* **Request**: Could you reproduce every one of the rows below verbatim, character for character?

* **Information shown**:
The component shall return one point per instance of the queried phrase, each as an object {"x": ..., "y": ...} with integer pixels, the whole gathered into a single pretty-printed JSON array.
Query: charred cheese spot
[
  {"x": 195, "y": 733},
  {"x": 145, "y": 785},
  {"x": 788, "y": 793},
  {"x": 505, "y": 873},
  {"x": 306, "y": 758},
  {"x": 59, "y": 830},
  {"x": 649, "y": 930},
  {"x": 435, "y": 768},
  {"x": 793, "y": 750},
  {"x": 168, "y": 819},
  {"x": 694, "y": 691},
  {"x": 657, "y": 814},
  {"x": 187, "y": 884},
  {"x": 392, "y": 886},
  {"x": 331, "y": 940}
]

* **Answer below**:
The component shall return one point per instance of the queried phrase, each as an object {"x": ..., "y": ...} with integer pixels, the whole gathered into a single pretty-printed JSON array.
Query: charred cheese spot
[
  {"x": 195, "y": 733},
  {"x": 145, "y": 785},
  {"x": 788, "y": 793},
  {"x": 505, "y": 873},
  {"x": 306, "y": 758},
  {"x": 59, "y": 830},
  {"x": 649, "y": 930},
  {"x": 435, "y": 768},
  {"x": 793, "y": 750},
  {"x": 168, "y": 819},
  {"x": 694, "y": 691},
  {"x": 657, "y": 814},
  {"x": 187, "y": 884},
  {"x": 392, "y": 886},
  {"x": 331, "y": 940}
]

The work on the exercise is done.